But then, at the same time, I look back on my life, where I started from, and where I am now. I’ve done some significant tearing things apart, working through the pieces, and putting them back together, and I like the Me now a whole hell of alot more than the me of even five years ago. I think maybe I’ve learned that as painful as they can be, this pattern of dying to live ultimately results in more joy, results in more meaning. Fear gradually is replaced by curiosity. Its like you are suddenly more willing to do hard things that ask alot of you because it is more worth it for you to see what is on the other side than to stay where you are and never engage in life. You start trusting that you will be carried through the dark nights and the morning will come again at some point.


I think anger plays a role in this cycle as well. When I was growing up, there wasn’t a space for anger. My anger was either minimized or I was patted on the head while someone laughingly said, “Look how cute Julie is, she’s mad!” Bible verses like “Don’t let the sun go down on your anger” further cemented the fact that me being angry wasn’t going to get me anywhere. And so I learned to cope in other ways when I was wronged or hurt. As a child you do what you have to.

But as adults…yeah, sometimes I think we have to get crazy angry at the injustices done to us, whether intentional or unintentional. I don’t mean raging in a way that harms others, but true, righteous, motivating anger. Anger that says you will no longer allow yourself to be treated in certain ways, anger that calls out hurtful and bad behaviors that were perpetrated against you, anger that is motivating and says you’ll be damned if you’ll let others or situations make you a victim any longer.

Sometimes its this anger that will help you start deconstructing old patterns in your life. And then, sometimes it feels like you might be angry forever….at those people, at those things done to you, at those societal values that were pushed on you and hurt you, at those institutions and systems that repressed you. But after a while, with the help of that apocalyptic truth you discovered when you thought you might die, you start building again. Creating patterns and relationships and belief structures that resonate with you….and you thank anger for helping protect you and for serving you, and then you let it go because you don’t need it anymore…..or at least not until your next deconstruction project.

• _EXERCISE DIRECTIONS_:
Transcribe the full passage above on anger and rebuilding one's life, keeping every word, spelling, and punctuation mark unchanged.

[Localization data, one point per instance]
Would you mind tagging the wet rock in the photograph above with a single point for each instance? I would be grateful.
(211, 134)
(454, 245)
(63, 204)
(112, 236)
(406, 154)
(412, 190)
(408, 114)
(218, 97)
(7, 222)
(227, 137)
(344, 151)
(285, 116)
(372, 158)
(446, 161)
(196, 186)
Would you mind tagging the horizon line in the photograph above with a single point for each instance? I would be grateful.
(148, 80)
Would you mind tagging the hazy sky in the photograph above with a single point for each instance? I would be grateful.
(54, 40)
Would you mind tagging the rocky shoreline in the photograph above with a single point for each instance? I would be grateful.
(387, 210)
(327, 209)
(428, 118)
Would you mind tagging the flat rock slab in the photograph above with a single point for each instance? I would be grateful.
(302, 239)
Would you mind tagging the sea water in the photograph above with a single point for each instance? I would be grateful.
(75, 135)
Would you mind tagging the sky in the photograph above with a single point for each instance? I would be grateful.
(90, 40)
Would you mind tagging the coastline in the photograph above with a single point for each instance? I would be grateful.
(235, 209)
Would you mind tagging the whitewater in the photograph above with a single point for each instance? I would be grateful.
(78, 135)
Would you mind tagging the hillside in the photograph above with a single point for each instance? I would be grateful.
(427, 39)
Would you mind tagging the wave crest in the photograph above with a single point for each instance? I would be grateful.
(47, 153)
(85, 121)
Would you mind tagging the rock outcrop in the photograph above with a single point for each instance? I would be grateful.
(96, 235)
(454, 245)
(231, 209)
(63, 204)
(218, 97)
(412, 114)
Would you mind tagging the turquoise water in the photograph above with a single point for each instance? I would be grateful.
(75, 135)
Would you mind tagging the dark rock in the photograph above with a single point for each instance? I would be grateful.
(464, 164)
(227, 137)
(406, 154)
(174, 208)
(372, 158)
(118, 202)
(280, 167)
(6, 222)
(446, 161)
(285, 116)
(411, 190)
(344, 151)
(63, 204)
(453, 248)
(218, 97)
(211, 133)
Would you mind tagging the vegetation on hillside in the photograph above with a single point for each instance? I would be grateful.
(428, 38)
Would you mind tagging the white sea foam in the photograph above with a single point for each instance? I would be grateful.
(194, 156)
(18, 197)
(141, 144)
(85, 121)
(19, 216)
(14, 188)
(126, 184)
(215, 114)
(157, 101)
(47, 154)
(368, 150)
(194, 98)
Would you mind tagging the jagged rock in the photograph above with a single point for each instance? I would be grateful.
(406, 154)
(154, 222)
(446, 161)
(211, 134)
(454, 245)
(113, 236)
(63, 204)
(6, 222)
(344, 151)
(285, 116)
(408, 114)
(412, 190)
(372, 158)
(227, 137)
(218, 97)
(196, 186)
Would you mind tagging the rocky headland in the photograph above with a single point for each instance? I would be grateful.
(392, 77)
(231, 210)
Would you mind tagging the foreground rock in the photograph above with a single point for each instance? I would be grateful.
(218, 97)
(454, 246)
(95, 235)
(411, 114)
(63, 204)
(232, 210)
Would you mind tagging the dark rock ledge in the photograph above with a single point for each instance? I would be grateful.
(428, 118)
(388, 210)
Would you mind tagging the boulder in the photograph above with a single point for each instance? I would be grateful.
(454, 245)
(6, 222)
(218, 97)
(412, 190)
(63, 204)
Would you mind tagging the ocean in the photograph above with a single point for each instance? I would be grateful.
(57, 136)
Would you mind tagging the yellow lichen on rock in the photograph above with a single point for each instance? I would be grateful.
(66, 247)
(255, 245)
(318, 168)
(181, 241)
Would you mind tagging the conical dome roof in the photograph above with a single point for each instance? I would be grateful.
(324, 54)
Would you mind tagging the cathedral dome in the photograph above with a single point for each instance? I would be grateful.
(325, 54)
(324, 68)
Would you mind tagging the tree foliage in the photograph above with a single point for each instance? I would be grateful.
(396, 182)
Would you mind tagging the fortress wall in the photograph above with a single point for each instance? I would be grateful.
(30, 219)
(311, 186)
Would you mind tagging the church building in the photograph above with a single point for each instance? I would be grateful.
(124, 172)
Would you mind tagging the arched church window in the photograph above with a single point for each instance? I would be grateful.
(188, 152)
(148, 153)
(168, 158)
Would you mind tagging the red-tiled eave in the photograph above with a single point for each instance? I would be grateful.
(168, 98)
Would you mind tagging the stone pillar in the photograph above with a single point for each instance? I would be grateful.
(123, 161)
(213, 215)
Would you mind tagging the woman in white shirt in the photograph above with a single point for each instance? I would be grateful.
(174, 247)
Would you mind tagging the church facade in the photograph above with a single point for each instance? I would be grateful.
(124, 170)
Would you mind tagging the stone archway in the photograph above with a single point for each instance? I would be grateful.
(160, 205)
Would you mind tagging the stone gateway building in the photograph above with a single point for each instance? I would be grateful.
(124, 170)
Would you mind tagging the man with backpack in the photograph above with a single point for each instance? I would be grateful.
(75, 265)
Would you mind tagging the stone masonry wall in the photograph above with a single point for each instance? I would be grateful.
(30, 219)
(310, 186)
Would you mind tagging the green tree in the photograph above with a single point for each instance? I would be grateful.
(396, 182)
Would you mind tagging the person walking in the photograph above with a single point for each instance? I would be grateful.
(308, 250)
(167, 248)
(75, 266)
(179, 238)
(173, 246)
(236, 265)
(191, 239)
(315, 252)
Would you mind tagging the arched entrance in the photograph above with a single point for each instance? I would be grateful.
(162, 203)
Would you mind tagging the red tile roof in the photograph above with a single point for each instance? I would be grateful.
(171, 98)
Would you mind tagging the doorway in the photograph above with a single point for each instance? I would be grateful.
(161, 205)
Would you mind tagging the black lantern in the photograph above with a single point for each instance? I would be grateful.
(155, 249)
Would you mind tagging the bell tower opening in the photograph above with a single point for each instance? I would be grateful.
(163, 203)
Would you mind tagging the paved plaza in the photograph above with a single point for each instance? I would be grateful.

• _EXERCISE ANSWER_:
But then, at the same time, I look back on my life, where I started from, and where I am now. I’ve done some significant tearing things apart, working through the pieces, and putting them back together, and I like the Me now a whole hell of alot more than the me of even five years ago. I think maybe I’ve learned that as painful as they can be, this pattern of dying to live ultimately results in more joy, results in more meaning. Fear gradually is replaced by curiosity. Its like you are suddenly more willing to do hard things that ask alot of you because it is more worth it for you to see what is on the other side than to stay where you are and never engage in life. You start trusting that you will be carried through the dark nights and the morning will come again at some point.


I think anger plays a role in this cycle as well. When I was growing up, there wasn’t a space for anger. My anger was either minimized or I was patted on the head while someone laughingly said, “Look how cute Julie is, she’s mad!” Bible verses like “Don’t let the sun go down on your anger” further cemented the fact that me being angry wasn’t going to get me anywhere. And so I learned to cope in other ways when I was wronged or hurt. As a child you do what you have to.

But as adults…yeah, sometimes I think we have to get crazy angry at the injustices done to us, whether intentional or unintentional. I don’t mean raging in a way that harms others, but true, righteous, motivating anger. Anger that says you will no longer allow yourself to be treated in certain ways, anger that calls out hurtful and bad behaviors that were perpetrated against you, anger that is motivating and says you’ll be damned if you’ll let others or situations make you a victim any longer.

Sometimes its this anger that will help you start deconstructing old patterns in your life. And then, sometimes it feels like you might be angry forever….at those people, at those things done to you, at those societal values that were pushed on you and hurt you, at those institutions and systems that repressed you. But after a while, with the help of that apocalyptic truth you discovered when you thought you might die, you start building again. Creating patterns and relationships and belief structures that resonate with you….and you thank anger for helping protect you and for serving you, and then you let it go because you don’t need it anymore…..or at least not until your next deconstruction project.